[Opening SELECTED PASSAGE section]
The dollar closed at $4,691 on average, with a drop of $57.23 against the current TRM

This Thursday, the dollar closed at $4,691.31 on average, which meant a drop of $57.23 compared to the Representative Market Rate, which for today is $4,748.54.

The minimum of the day was $4,656, while the maximum reached $4,717.9. More than US$1,622.6 million were negotiated through 2,528 transactions.

The US CPI data has an impact on oil and the broader market as it will shape expectations about the speed of interest rate hikes in the world’s largest economy.

US inflation reached 6.5% per year in 2022 and core inflation at 5.7%. Last year the figure peaked at 9% and analyst projections were that the headline CPI figure for December would hit 6.5%.

Excluding food and energy, the consumer price index rose 0.3% last month and 5.7% more than a year earlier, according to a Labor Department report on Thursday. Economists see the indicator, known as the core CPI, as better than the general measure.
[Closing SELECTED PASSAGE section]
[Opening STORED DATA section]
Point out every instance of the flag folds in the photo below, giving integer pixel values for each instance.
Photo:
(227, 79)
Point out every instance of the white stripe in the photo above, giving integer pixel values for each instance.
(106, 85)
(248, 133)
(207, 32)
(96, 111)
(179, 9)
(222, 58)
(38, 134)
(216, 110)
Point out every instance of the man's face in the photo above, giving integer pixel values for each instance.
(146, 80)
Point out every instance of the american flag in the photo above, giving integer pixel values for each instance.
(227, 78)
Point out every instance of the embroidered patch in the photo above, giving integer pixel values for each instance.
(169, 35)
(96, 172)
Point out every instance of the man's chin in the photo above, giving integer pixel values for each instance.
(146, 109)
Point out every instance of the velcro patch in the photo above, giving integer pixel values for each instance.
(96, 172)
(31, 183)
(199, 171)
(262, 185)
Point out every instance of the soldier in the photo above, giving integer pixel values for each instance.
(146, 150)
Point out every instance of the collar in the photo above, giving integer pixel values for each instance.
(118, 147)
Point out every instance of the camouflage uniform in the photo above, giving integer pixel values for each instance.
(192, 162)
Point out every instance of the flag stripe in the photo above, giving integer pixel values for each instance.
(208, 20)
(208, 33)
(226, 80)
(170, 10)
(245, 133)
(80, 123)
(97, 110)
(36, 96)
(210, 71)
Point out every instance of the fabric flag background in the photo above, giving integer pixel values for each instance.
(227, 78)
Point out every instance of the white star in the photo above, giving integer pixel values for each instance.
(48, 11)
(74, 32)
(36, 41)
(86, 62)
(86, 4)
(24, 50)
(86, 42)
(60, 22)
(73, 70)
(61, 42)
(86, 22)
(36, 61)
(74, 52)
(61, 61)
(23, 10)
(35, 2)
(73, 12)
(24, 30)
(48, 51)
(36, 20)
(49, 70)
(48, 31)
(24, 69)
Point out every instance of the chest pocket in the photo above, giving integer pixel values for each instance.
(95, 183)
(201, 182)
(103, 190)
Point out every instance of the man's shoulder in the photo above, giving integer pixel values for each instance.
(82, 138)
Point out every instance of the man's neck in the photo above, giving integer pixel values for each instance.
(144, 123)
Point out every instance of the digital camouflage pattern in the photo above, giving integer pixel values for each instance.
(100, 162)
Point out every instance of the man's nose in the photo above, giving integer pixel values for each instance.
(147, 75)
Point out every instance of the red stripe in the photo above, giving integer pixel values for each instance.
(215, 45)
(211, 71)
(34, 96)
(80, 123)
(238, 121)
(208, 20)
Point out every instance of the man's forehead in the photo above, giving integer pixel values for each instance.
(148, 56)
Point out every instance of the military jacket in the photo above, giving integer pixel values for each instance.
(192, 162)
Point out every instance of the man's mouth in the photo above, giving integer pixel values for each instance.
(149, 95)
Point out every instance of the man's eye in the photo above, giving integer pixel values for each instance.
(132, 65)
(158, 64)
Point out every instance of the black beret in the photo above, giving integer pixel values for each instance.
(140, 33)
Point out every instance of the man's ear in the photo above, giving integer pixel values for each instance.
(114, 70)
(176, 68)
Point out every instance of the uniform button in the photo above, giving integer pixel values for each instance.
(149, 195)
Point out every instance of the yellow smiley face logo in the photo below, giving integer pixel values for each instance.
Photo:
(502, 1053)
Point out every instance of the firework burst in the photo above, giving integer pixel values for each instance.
[Closing STORED DATA section]
■ **LIST OF TASKS**
(a) Copy the passage of the article on the dollar's closing rate between "The US CPI data" and "would hit 6.5%.", inclusive.
(b) List every distinct percentage figure that appears in the article on the dollar's closing rate, counting each value only once.
(c) Extend the article on the dollar's closing rate and US inflation, beginning after its final sentence.

■ **YOUR RESPONSES**
(a)
The US CPI data has an impact on oil and the broader market as it will shape expectations about the speed of interest rate hikes in the world’s largest economy.

US inflation reached 6.5% per year in 2022 and core inflation at 5.7%. Last year the figure peaked at 9% and analyst projections were that the headline CPI figure for December would hit 6.5%.

(b)
6.5%
5.7%
9%
0.3%

(c)
The barrel of Brent oil, the reference for Colombia, rose 2.13% to US$84.43; while WTI rose 1.89% to US$78.87.

China, the world’s biggest oil importer, is reopening its economy after the end of strict Covid-19 restrictions, raising optimism that demand for fuel will grow in 2023.

The market is also bracing for a further curb on Russian supply due to sanctions over its invasion of Ukraine.

The US Energy Information Administration said the upcoming EU ban on maritime imports of petroleum products from Russia on February 5 could be more damaging than the EU ban on maritime imports of crude oil. from Russia applied in December 2022.